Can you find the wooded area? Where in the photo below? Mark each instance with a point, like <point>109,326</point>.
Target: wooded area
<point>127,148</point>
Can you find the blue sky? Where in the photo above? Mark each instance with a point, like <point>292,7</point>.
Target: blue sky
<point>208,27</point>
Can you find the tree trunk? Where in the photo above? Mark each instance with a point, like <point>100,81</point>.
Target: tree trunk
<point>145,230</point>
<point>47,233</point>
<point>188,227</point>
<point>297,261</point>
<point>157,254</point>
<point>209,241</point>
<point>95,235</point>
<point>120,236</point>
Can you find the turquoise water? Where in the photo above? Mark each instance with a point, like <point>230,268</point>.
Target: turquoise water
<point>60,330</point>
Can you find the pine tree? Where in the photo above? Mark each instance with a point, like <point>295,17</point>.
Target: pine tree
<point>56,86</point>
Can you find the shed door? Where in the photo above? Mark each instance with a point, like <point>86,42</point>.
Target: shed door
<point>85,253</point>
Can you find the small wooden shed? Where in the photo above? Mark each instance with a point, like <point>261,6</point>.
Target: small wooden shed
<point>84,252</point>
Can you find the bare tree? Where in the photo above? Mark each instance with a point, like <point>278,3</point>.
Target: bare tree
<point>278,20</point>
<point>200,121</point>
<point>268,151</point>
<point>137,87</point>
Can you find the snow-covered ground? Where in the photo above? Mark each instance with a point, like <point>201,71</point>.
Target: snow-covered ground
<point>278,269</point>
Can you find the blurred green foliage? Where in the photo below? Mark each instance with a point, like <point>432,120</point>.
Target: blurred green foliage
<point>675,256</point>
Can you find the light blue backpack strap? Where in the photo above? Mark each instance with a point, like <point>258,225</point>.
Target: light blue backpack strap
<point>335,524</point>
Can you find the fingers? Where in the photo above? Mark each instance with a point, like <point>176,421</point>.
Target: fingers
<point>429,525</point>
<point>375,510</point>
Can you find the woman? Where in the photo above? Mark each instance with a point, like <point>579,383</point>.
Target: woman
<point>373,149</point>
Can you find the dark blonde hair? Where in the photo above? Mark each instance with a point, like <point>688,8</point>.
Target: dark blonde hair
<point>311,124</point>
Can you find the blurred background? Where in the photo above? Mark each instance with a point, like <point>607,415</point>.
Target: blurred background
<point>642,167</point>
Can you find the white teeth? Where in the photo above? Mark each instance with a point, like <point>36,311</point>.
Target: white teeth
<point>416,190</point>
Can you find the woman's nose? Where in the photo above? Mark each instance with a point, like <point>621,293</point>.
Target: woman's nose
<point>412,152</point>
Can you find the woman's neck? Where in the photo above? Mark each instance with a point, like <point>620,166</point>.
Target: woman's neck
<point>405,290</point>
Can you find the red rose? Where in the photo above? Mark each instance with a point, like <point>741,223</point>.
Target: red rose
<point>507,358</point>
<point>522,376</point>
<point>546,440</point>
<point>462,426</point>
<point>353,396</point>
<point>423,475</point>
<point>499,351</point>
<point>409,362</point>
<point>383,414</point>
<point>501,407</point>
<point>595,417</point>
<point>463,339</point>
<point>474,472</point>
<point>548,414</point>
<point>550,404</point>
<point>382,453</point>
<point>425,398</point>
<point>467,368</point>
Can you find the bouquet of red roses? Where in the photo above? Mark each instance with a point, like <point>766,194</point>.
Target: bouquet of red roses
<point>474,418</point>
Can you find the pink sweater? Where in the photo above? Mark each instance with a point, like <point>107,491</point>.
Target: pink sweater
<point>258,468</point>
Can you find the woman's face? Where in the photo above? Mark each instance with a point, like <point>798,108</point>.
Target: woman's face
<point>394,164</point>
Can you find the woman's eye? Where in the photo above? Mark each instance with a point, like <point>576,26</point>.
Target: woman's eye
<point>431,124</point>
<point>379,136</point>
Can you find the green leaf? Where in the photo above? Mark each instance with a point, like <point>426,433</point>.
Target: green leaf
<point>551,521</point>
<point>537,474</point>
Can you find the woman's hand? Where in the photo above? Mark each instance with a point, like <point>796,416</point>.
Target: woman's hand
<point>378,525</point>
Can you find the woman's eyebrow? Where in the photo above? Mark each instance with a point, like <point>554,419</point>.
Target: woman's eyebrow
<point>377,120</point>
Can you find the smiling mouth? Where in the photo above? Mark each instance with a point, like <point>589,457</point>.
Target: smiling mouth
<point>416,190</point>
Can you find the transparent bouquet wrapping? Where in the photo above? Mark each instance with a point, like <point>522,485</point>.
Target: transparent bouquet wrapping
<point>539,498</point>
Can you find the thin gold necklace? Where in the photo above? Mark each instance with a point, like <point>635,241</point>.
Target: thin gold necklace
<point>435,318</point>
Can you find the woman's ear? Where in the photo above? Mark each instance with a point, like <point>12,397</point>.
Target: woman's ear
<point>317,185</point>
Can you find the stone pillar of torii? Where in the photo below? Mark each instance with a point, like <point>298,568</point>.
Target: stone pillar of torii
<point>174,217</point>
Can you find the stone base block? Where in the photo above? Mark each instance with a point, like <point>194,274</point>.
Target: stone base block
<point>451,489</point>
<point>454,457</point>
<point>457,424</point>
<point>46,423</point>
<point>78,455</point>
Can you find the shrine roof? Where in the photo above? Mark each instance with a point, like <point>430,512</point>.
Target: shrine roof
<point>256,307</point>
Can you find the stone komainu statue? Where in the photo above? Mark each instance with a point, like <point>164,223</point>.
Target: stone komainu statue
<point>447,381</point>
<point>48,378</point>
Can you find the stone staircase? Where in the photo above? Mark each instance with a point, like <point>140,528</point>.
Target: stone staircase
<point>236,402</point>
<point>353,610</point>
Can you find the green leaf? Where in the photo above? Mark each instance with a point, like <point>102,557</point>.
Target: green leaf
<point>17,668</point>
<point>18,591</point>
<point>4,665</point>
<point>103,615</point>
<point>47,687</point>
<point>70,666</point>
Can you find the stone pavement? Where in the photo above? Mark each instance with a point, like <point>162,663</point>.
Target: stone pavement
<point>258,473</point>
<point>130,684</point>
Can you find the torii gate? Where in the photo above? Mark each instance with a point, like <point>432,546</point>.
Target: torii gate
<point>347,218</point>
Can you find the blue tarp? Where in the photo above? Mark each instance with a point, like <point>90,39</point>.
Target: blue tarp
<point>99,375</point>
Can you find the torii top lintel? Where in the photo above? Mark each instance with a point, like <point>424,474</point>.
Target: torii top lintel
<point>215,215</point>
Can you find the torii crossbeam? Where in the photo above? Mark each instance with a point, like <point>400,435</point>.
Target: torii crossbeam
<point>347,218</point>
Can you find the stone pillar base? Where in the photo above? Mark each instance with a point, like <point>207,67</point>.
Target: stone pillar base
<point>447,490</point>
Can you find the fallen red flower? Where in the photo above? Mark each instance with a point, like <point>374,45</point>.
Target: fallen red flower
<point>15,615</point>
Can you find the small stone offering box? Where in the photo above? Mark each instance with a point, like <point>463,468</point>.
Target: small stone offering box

TASK STATEMENT - Lay out every line of the material above as a numbered list, omitting any blank lines.

RESPONSE BELOW -
1. Can you find the wooded area? Where in the photo below? Mark each instance with a point, like <point>109,326</point>.
2. Target: wooded area
3. <point>127,148</point>
4. Can you find the blue sky? Where in the photo above? Mark each instance with a point, like <point>292,7</point>.
5. Target: blue sky
6. <point>208,27</point>
7. Can you find the tree trunk? Where in the photo above? Mark each instance with a point, like <point>100,81</point>.
8. Target: tree trunk
9. <point>145,230</point>
10. <point>47,233</point>
11. <point>188,227</point>
12. <point>297,261</point>
13. <point>157,254</point>
14. <point>209,241</point>
15. <point>95,235</point>
16. <point>120,236</point>
17. Can you find the turquoise water? Where in the photo above? Mark each instance with a point, like <point>230,268</point>.
18. Target: turquoise water
19. <point>60,330</point>
20. Can you find the pine tree? Where in the photo above? Mark each instance with a point, like <point>295,17</point>.
21. Target: pine tree
22. <point>56,86</point>
23. Can you find the shed door? Where in the photo above? Mark each instance with a point, like <point>86,42</point>.
24. Target: shed door
25. <point>85,253</point>
26. Can you find the small wooden shed? Where in the photo above? Mark each instance with a point, like <point>261,6</point>.
27. Target: small wooden shed
28. <point>84,252</point>
29. Can you find the bare tree? Where in the photo above? Mark each instance with a point, like <point>278,3</point>.
30. Target: bare tree
31. <point>278,20</point>
32. <point>200,121</point>
33. <point>268,151</point>
34. <point>137,87</point>
35. Can you find the snow-covered ground? Where in the photo above? Mark each instance with a point, like <point>201,71</point>.
36. Target: snow-covered ground
37. <point>278,269</point>
38. Can you find the blurred green foliage? Where in the photo below? Mark each instance with a point, like <point>432,120</point>.
39. Target: blurred green foliage
40. <point>675,256</point>
41. Can you find the light blue backpack strap? Where in the photo above? Mark each instance with a point, like <point>258,225</point>.
42. Target: light blue backpack strap
43. <point>335,524</point>
44. Can you find the fingers? Where in the photo above? Mark each instance with a point, like <point>176,421</point>.
45. Target: fingers
46. <point>429,525</point>
47. <point>375,510</point>
48. Can you find the woman? Where in the photo above? Mark each instance with a point, like <point>579,383</point>.
49. Target: woman
50. <point>373,149</point>
51. Can you find the dark blonde hair? Where in the photo above? Mark each instance with a point, like <point>688,8</point>.
52. Target: dark blonde hair
53. <point>311,124</point>
54. Can you find the blurred background? Where in the photo above? Mark each instance with a point, like <point>607,415</point>.
55. Target: blurred background
56. <point>642,167</point>
57. Can you find the white teeth? Where in the photo above? Mark each instance with a point, like <point>36,311</point>.
58. Target: white teeth
59. <point>416,190</point>
60. Can you find the woman's nose? Where in the photo above? Mark each instance with a point, like <point>621,293</point>.
61. Target: woman's nose
62. <point>412,152</point>
63. Can you find the woman's neck? Where in the photo above? Mark each instance with a point, like <point>620,166</point>.
64. Target: woman's neck
65. <point>405,290</point>
66. Can you find the red rose? Where in the photo above? Mark each instance with a point, like <point>741,223</point>.
67. Target: red rose
68. <point>507,358</point>
69. <point>522,376</point>
70. <point>546,440</point>
71. <point>462,426</point>
72. <point>353,396</point>
73. <point>423,475</point>
74. <point>499,351</point>
75. <point>409,362</point>
76. <point>383,414</point>
77. <point>501,407</point>
78. <point>595,417</point>
79. <point>463,339</point>
80. <point>474,472</point>
81. <point>548,414</point>
82. <point>550,404</point>
83. <point>382,453</point>
84. <point>425,398</point>
85. <point>467,368</point>
86. Can you find the bouquet of red roses? Where in the photo above? Mark each instance with a point, like <point>766,194</point>.
87. Target: bouquet of red roses
88. <point>474,418</point>
89. Can you find the pink sweater? Where in the photo above? Mark each instance with a point, like <point>107,491</point>.
90. Target: pink sweater
91. <point>258,468</point>
92. Can you find the woman's face? Where in the photo above? Mark each instance with a point, like <point>798,108</point>.
93. Target: woman's face
94. <point>394,164</point>
95. Can you find the woman's eye? Where in the photo above? Mark each instance with a point, like <point>576,26</point>.
96. Target: woman's eye
97. <point>431,124</point>
98. <point>379,136</point>
99. Can you find the green leaf? Where in the photo above? Mark each instance with a point, like <point>426,433</point>.
100. Target: green leaf
101. <point>551,521</point>
102. <point>537,474</point>
103. Can you find the woman's hand? Where in the photo above? Mark each instance with a point, like <point>796,416</point>.
104. Target: woman's hand
105. <point>378,525</point>
106. Can you find the woman's eyebrow? Where in the photo above? Mark each instance with a point, like <point>554,419</point>.
107. Target: woman's eyebrow
108. <point>377,120</point>
109. Can you find the smiling mouth? Where in the photo above? Mark each instance with a point, like <point>589,457</point>.
110. Target: smiling mouth
111. <point>416,190</point>
112. Can you find the transparent bouquet wrapping? Where in the photo above? Mark each instance with a point, like <point>522,485</point>.
113. Target: transparent bouquet wrapping
114. <point>539,498</point>
115. Can you find the thin gold necklace? Where in the photo above? Mark each instance with a point, like <point>635,241</point>.
116. Target: thin gold necklace
117. <point>435,318</point>
118. Can you find the woman's ear? Where in the photo above? Mark each instance with a point, like <point>12,397</point>.
119. Target: woman's ear
120. <point>317,185</point>
121. Can you find the stone pillar of torii? Where in the photo below? Mark each instance with a point, like <point>298,568</point>.
122. Target: stone pillar of torii
123. <point>174,217</point>
124. Can you find the stone base block? Where in the photo above? Mark each instance with a point, like <point>194,274</point>.
125. Target: stone base block
126. <point>451,489</point>
127. <point>454,457</point>
128. <point>457,424</point>
129. <point>46,423</point>
130. <point>78,455</point>
131. Can you find the shrine roof? Where in the photo above? Mark each instance with a point, like <point>430,512</point>.
132. Target: shrine roof
133. <point>256,307</point>
134. Can you find the stone komainu statue? Where in the photo above? Mark each instance with a point, like <point>164,223</point>.
135. Target: stone komainu statue
136. <point>447,381</point>
137. <point>48,378</point>
138. Can you find the stone staircase? Where in the photo above? Mark each instance with a point, like <point>140,528</point>.
139. Target: stone staircase
140. <point>236,402</point>
141. <point>353,610</point>
142. Can you find the green leaf? Where in the photo above? Mark each instance with a point, like <point>102,557</point>.
143. Target: green leaf
144. <point>17,668</point>
145. <point>18,591</point>
146. <point>4,665</point>
147. <point>103,615</point>
148. <point>47,687</point>
149. <point>70,666</point>
150. Can you find the stone pavement? Where in the photo above? Mark each instance with a point, like <point>162,663</point>.
151. Target: stone pavement
152. <point>258,473</point>
153. <point>130,684</point>
154. Can you find the torii gate? Where in the photo above? Mark each instance with a point, like <point>432,546</point>.
155. Target: torii gate
156. <point>347,218</point>
157. Can you find the blue tarp? Where in the photo above? Mark each instance with a point, like <point>90,39</point>.
158. Target: blue tarp
159. <point>99,375</point>
160. Can you find the torii top lintel? Where in the photo above? Mark each instance with a point, like <point>424,474</point>.
161. Target: torii top lintel
162. <point>215,215</point>
163. Can you find the torii crossbeam? Where in the photo above? Mark each instance with a point, like <point>400,435</point>.
164. Target: torii crossbeam
165. <point>347,218</point>
166. Can you find the stone pillar base? Where in the photo above? Mark each instance with a point, like <point>207,67</point>.
167. Target: stone pillar base
168. <point>447,490</point>
169. Can you find the fallen red flower? Where in the photo above? Mark each instance with a point, like <point>374,45</point>.
170. Target: fallen red flower
171. <point>15,615</point>
172. Can you find the small stone offering box? Where in the photo above? Mark each instance with a point, like <point>463,468</point>.
173. Target: small stone offering box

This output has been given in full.